» **Set task**:
Collect every line of the entries below that contains the word "picture", copying each one unchanged.

» **Input records**:
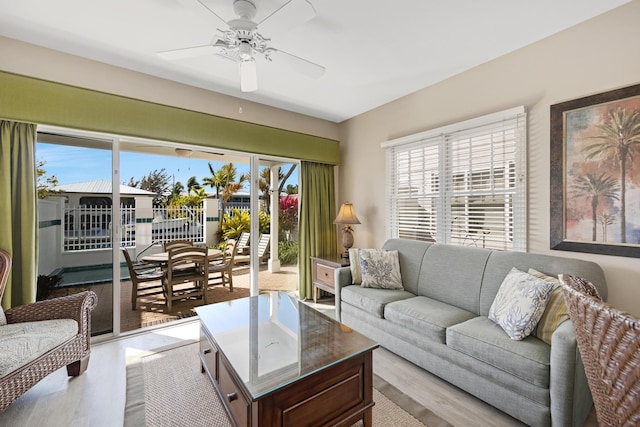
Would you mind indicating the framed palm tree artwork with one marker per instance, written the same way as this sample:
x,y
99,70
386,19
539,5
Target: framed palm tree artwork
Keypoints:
x,y
595,173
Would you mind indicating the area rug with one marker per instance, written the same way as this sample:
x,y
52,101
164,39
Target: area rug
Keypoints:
x,y
166,388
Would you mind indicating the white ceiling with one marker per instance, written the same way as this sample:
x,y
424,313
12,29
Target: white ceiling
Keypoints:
x,y
374,51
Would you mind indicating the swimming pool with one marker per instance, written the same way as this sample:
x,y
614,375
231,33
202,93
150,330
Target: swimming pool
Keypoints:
x,y
89,275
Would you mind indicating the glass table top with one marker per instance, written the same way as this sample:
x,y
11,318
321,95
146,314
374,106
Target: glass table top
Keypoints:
x,y
272,340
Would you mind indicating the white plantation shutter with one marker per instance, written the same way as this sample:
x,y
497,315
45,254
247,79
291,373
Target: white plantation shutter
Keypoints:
x,y
462,184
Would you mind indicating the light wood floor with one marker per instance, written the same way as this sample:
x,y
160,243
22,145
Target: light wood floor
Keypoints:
x,y
97,397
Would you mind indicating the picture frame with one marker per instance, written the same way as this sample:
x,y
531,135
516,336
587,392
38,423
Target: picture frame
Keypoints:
x,y
595,174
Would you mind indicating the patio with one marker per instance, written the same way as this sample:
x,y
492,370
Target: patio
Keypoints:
x,y
151,310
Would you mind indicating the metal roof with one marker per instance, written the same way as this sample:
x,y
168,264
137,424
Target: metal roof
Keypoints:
x,y
101,187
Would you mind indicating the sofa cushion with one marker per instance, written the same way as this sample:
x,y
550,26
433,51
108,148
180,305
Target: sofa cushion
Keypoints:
x,y
411,254
453,274
483,340
427,316
556,311
519,304
21,343
372,300
380,269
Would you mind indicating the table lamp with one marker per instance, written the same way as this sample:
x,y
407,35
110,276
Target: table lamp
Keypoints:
x,y
346,216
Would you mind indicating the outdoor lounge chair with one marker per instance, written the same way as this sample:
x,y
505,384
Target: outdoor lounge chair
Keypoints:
x,y
166,246
243,243
225,267
146,279
42,337
263,246
185,266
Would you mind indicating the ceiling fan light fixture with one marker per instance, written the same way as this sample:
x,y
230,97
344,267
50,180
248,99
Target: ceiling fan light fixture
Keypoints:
x,y
248,76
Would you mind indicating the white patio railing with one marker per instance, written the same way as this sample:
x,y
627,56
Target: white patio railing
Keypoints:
x,y
89,227
182,223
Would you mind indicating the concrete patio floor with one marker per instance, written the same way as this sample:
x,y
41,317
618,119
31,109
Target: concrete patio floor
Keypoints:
x,y
151,309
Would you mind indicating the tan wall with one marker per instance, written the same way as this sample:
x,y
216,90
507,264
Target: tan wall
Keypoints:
x,y
596,56
34,61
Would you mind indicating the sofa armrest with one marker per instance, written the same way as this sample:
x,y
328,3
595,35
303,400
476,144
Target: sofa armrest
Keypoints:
x,y
570,395
77,307
342,278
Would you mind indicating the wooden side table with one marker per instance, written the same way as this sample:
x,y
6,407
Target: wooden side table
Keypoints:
x,y
324,274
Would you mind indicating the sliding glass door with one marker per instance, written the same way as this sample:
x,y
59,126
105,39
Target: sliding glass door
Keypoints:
x,y
75,216
163,191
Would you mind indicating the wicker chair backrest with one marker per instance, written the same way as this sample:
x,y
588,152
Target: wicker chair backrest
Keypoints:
x,y
5,268
609,343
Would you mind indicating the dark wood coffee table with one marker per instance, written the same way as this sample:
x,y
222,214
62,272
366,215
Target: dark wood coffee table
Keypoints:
x,y
278,362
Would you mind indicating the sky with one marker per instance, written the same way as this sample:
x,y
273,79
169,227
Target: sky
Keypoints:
x,y
77,164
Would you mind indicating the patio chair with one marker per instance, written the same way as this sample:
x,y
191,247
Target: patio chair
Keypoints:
x,y
146,279
186,265
42,337
609,343
225,267
263,246
166,246
243,243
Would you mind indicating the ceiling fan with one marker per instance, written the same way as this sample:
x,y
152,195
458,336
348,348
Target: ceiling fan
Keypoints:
x,y
241,42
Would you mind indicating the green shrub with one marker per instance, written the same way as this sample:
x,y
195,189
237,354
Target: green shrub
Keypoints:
x,y
288,252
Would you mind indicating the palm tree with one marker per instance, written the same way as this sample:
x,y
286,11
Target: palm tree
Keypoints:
x,y
620,136
193,184
606,220
224,182
594,187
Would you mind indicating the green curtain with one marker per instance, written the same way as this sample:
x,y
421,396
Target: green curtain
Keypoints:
x,y
317,212
18,210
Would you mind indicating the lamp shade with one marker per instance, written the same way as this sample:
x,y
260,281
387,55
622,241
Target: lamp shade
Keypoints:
x,y
346,215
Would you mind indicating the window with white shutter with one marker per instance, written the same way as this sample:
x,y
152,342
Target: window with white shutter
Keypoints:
x,y
462,184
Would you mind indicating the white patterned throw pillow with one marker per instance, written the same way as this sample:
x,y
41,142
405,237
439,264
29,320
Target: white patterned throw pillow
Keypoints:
x,y
380,269
519,304
354,264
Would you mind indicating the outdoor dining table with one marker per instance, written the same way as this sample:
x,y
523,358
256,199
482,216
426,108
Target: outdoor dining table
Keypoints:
x,y
163,257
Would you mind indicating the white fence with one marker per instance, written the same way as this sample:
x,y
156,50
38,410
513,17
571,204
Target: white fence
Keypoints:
x,y
89,227
178,224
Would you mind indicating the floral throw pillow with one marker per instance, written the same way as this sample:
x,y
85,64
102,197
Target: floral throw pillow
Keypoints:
x,y
380,269
354,264
519,304
556,311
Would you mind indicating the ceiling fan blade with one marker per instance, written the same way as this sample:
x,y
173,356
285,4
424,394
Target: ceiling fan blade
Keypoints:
x,y
191,52
287,16
301,65
211,10
248,76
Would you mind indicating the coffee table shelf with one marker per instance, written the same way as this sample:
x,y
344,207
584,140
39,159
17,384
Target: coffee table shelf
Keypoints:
x,y
277,362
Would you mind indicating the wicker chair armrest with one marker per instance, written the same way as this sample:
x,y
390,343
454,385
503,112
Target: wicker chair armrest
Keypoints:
x,y
77,306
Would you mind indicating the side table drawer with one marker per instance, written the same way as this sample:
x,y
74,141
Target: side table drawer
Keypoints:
x,y
325,274
233,398
209,354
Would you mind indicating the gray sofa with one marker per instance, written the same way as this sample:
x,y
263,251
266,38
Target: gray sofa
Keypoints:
x,y
439,322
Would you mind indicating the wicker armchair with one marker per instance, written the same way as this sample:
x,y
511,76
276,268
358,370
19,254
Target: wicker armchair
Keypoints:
x,y
74,353
609,343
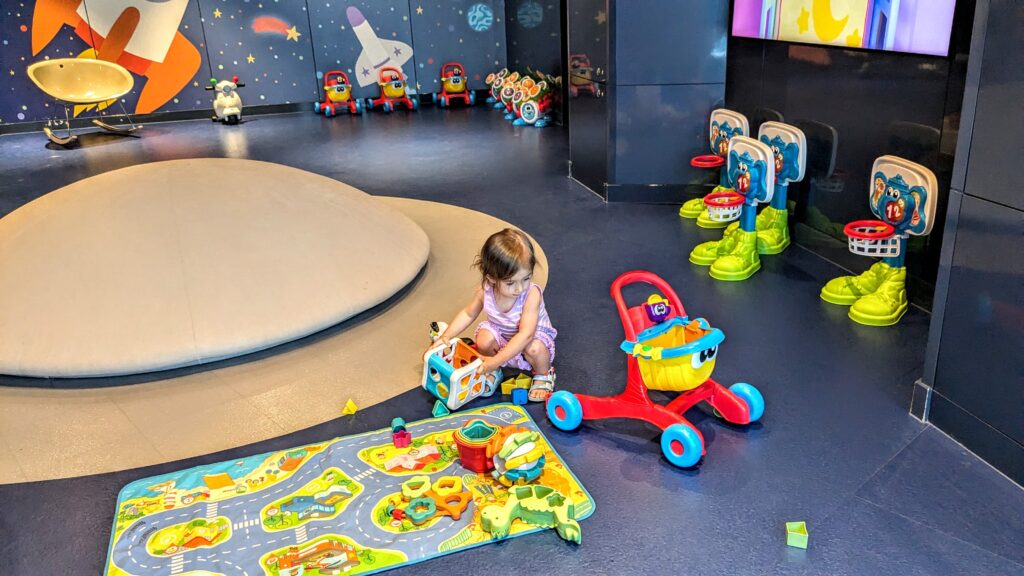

» **Solution to this problem**:
Would you mind indicating the picture frame with one marker per instance, written the same way as this sample:
Target: picture frame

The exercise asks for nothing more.